▶ [Objetivo A] Convierte en una tabla Markdown los registros que van desde la línea que contiene "Target: rocky hill" hasta el final de los registros, ambos extremos incluidos, con las columnas "Número" (número de fila) y "Línea" (la línea correspondiente), sin las líneas en blanco.

━━━ Fragmento del texto ━━━

Entrevista de JUAN GABRIEL VÁSQUEZ

Ricardo Piglia (Adrogué, Provincia de Buenos Aires, 1941) es uno de esos casos curiosos: autor experimental pero, al mismo tiempo, intensamente legible. La droga, el dinero, la esquizofrenia y la homosexualidad forman parte de su novela más reciente, Plata quemada, que narra el robo a un furgón blindado por parte de tres delincuentes y su enfrentamiento final con la policía. A pesar de ser considerado desde hace varios años un autor fundamental de la literatura argentina, Piglia era, hasta ahora, un casi desconocido en España. Eso ha cambiado estrepitosamente. Además de Plata quemada (Premio Planeta Argentina, 1997), Anagrama ha publicado los ensayos de Formas breves y Lengua de Trapo se ha encargado de los relatos de Prisión perpetua.

Usted nació en Adrogué, pero se mudó a Mar del Plata debido a una historia de "rencores y odios barriales", según se cuenta en uno de sus libros. ¿Qué quiere decir esto?

Hay un momento de corte en la historia política argentina: el derrocamiento de Perón en 1955. El peronismo, que había sido un gobierno con características complejas ­cierto autoritarismo, cierto culto a las personalidades de Perón y de Eva Perón­, había dividido a la sociedad en dos. Mi padre era peronista; cuando cayó Perón, nosotros empezamos a sentir la presión del cambio político. Vivíamos en Adrogué, un suburbio de Buenos Aires donde los lazos familiares y de amistad se entreveran y los conflictos políticos y personales se potencian. Nos fuimos a Mar del Plata y mi padre empezó de nuevo. Fue un cambio que yo viví de un modo muy dramático. Tenía 16 años y era una especie de Holden Caulfield bonaerense: todo lo vivía rabioso y con la sensación de que tenía que escapar. Pero fue muy benéfico, porque Mar del Plata es una ciudad con una vida cultural muy intensa. Y ahí empecé a escribir.

━━━ Registros mostrados ━━━

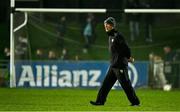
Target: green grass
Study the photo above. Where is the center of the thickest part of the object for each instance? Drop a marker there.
(162, 35)
(78, 100)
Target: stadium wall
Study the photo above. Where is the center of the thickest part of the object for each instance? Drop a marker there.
(83, 74)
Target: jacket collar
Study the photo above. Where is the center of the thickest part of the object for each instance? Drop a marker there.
(111, 32)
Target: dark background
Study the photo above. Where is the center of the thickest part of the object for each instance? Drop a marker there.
(109, 4)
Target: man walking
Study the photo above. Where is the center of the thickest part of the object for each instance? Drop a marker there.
(120, 56)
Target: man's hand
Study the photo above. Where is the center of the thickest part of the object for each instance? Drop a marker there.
(131, 59)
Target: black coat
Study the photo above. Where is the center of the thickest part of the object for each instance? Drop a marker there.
(120, 51)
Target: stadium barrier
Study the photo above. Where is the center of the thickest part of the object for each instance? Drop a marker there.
(83, 74)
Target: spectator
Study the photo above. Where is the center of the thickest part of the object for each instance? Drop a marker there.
(148, 20)
(64, 55)
(169, 54)
(159, 75)
(61, 31)
(87, 34)
(7, 53)
(52, 55)
(133, 19)
(93, 21)
(39, 54)
(21, 49)
(168, 59)
(76, 58)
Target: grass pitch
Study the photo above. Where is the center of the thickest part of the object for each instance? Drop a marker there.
(78, 100)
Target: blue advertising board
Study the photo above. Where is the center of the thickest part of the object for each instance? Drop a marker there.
(59, 74)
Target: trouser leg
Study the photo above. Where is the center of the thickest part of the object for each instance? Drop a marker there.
(123, 78)
(106, 86)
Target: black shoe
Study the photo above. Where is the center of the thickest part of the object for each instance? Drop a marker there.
(136, 105)
(96, 103)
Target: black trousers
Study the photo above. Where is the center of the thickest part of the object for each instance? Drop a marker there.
(112, 76)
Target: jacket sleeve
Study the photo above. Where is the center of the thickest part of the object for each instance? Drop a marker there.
(124, 48)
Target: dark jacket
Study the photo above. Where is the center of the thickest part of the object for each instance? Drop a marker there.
(120, 52)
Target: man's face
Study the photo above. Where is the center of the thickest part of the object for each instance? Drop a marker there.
(108, 27)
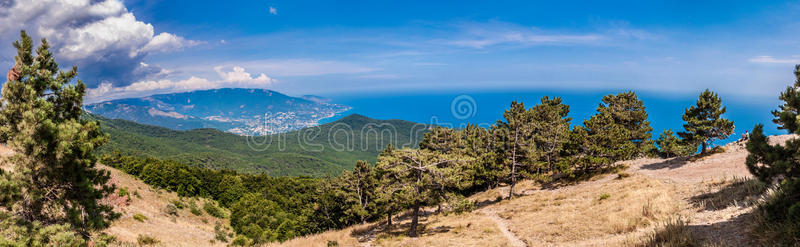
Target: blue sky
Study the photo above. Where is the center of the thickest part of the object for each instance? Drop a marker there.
(738, 48)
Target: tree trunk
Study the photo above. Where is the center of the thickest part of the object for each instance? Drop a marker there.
(414, 221)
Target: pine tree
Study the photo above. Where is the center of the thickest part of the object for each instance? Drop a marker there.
(53, 162)
(551, 130)
(768, 162)
(672, 146)
(704, 121)
(516, 147)
(358, 187)
(779, 165)
(420, 178)
(628, 111)
(618, 131)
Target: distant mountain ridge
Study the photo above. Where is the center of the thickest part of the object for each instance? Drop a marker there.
(235, 110)
(318, 151)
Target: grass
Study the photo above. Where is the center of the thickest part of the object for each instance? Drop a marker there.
(741, 192)
(139, 217)
(212, 209)
(147, 240)
(562, 216)
(674, 233)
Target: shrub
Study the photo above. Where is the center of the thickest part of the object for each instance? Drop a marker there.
(194, 209)
(139, 217)
(241, 240)
(171, 210)
(675, 233)
(123, 192)
(146, 240)
(212, 209)
(178, 204)
(220, 233)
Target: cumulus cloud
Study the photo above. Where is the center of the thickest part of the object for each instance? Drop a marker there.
(237, 77)
(770, 59)
(491, 34)
(102, 37)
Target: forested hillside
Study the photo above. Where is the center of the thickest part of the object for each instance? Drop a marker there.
(317, 151)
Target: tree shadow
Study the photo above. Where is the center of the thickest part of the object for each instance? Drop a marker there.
(677, 162)
(741, 192)
(732, 232)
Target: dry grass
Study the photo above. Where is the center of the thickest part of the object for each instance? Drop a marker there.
(601, 212)
(342, 237)
(185, 229)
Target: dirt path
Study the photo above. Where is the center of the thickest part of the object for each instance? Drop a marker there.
(501, 223)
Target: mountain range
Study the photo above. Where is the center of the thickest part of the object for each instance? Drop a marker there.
(317, 151)
(236, 110)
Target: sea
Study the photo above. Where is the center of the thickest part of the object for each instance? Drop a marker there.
(484, 108)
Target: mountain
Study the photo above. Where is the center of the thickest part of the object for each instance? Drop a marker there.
(316, 151)
(235, 110)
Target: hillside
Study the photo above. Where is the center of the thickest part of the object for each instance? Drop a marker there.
(134, 199)
(327, 149)
(712, 196)
(235, 110)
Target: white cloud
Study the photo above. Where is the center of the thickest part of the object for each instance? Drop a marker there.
(236, 78)
(496, 33)
(305, 67)
(770, 59)
(239, 75)
(165, 42)
(100, 36)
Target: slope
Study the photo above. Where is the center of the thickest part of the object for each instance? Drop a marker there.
(712, 194)
(316, 151)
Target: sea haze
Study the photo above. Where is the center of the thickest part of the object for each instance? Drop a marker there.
(664, 111)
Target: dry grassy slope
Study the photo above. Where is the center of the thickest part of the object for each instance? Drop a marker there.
(184, 230)
(607, 211)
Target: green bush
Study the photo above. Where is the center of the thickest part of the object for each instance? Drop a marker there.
(178, 204)
(123, 192)
(212, 209)
(220, 233)
(194, 209)
(146, 240)
(241, 240)
(139, 217)
(171, 210)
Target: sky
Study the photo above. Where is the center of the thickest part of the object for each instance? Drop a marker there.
(742, 49)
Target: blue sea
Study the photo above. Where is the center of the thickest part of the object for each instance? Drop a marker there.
(456, 109)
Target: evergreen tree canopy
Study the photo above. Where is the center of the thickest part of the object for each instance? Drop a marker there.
(516, 149)
(421, 177)
(672, 146)
(704, 121)
(619, 131)
(551, 131)
(53, 162)
(768, 162)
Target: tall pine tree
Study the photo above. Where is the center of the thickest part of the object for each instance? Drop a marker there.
(704, 121)
(419, 177)
(53, 162)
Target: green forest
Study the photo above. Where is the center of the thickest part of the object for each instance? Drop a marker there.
(291, 154)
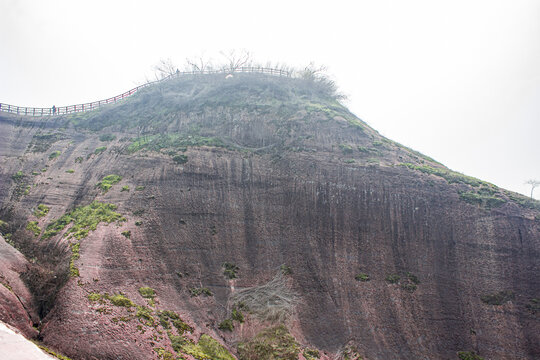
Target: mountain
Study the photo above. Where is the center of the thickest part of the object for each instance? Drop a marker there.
(254, 216)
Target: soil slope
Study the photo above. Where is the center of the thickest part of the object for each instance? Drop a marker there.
(221, 183)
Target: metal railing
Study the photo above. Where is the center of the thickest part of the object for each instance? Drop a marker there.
(63, 110)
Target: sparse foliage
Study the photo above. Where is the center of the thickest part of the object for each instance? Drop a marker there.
(534, 183)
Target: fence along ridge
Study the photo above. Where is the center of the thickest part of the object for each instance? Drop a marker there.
(70, 109)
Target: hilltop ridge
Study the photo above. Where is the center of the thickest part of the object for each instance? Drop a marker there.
(215, 216)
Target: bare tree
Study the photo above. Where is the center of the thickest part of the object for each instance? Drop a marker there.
(199, 63)
(236, 59)
(164, 68)
(533, 183)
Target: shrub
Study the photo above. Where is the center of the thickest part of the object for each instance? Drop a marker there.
(362, 277)
(108, 181)
(147, 292)
(200, 291)
(230, 270)
(285, 270)
(100, 150)
(34, 228)
(469, 355)
(107, 137)
(498, 298)
(311, 354)
(144, 315)
(269, 344)
(226, 325)
(84, 219)
(120, 300)
(54, 155)
(180, 159)
(41, 210)
(346, 148)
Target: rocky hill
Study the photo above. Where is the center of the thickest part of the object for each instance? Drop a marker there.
(255, 217)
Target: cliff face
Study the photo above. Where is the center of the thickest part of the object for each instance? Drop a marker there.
(226, 183)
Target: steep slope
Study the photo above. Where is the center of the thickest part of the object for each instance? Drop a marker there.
(218, 185)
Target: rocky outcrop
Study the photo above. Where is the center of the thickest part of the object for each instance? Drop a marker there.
(391, 255)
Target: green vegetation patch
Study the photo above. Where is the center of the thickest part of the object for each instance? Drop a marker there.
(200, 291)
(42, 142)
(311, 354)
(75, 255)
(147, 292)
(448, 175)
(167, 317)
(393, 278)
(482, 200)
(54, 155)
(346, 148)
(230, 270)
(100, 150)
(50, 352)
(41, 210)
(270, 344)
(179, 142)
(83, 219)
(180, 159)
(34, 228)
(362, 277)
(469, 355)
(498, 298)
(108, 181)
(107, 137)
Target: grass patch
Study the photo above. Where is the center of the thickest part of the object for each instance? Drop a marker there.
(498, 298)
(226, 325)
(270, 344)
(362, 277)
(100, 150)
(108, 181)
(75, 255)
(448, 175)
(54, 155)
(311, 354)
(144, 315)
(482, 200)
(393, 278)
(107, 137)
(34, 228)
(83, 219)
(194, 292)
(469, 355)
(180, 159)
(41, 210)
(346, 148)
(147, 292)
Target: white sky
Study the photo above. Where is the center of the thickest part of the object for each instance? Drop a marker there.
(456, 80)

━━━

▶ [Objetivo B] Según la entrevista, ¿qué premio obtuvo Plata quemada?

▶ [Resultado esperado A]
| Número | Línea |
|---|---|
| 1 | Target: rocky hill |
| 2 | Study the photo above. Where is the center of the thickest part of the object for each instance? Drop a marker there. |
| 3 | (255, 217) |
| 4 | Target: cliff face |
| 5 | Study the photo above. Where is the center of the thickest part of the object for each instance? Drop a marker there. |
| 6 | (226, 183) |
| 7 | Target: steep slope |
| 8 | Study the photo above. Where is the center of the thickest part of the object for each instance? Drop a marker there. |
| 9 | (218, 185) |
| 10 | Target: rocky outcrop |
| 11 | Study the photo above. Where is the center of the thickest part of the object for each instance? Drop a marker there. |
| 12 | (391, 255) |
| 13 | Target: green vegetation patch |
| 14 | Study the photo above. Where is the center of the thickest part of the object for each instance? Drop a marker there. |
| 15 | (200, 291) |
| 16 | (42, 142) |
| 17 | (311, 354) |
| 18 | (75, 255) |
| 19 | (147, 292) |
| 20 | (448, 175) |
| 21 | (167, 317) |
| 22 | (393, 278) |
| 23 | (482, 200) |
| 24 | (54, 155) |
| 25 | (346, 148) |
| 26 | (230, 270) |
| 27 | (100, 150) |
| 28 | (50, 352) |
| 29 | (41, 210) |
| 30 | (270, 344) |
| 31 | (179, 142) |
| 32 | (83, 219) |
| 33 | (180, 159) |
| 34 | (34, 228) |
| 35 | (362, 277) |
| 36 | (469, 355) |
| 37 | (498, 298) |
| 38 | (108, 181) |
| 39 | (107, 137) |
| 40 | Target: grass patch |
| 41 | Study the photo above. Where is the center of the thickest part of the object for each instance? Drop a marker there. |
| 42 | (498, 298) |
| 43 | (226, 325) |
| 44 | (270, 344) |
| 45 | (362, 277) |
| 46 | (100, 150) |
| 47 | (108, 181) |
| 48 | (75, 255) |
| 49 | (448, 175) |
| 50 | (54, 155) |
| 51 | (311, 354) |
| 52 | (144, 315) |
| 53 | (482, 200) |
| 54 | (393, 278) |
| 55 | (107, 137) |
| 56 | (34, 228) |
| 57 | (83, 219) |
| 58 | (194, 292) |
| 59 | (469, 355) |
| 60 | (180, 159) |
| 61 | (41, 210) |
| 62 | (346, 148) |
| 63 | (147, 292) |
| 64 | Target: white sky |
| 65 | Study the photo above. Where is the center of the thickest part of the object for each instance? Drop a marker there. |
| 66 | (456, 80) |

▶ [Resultado esperado B] El Premio Planeta Argentina, en 1997.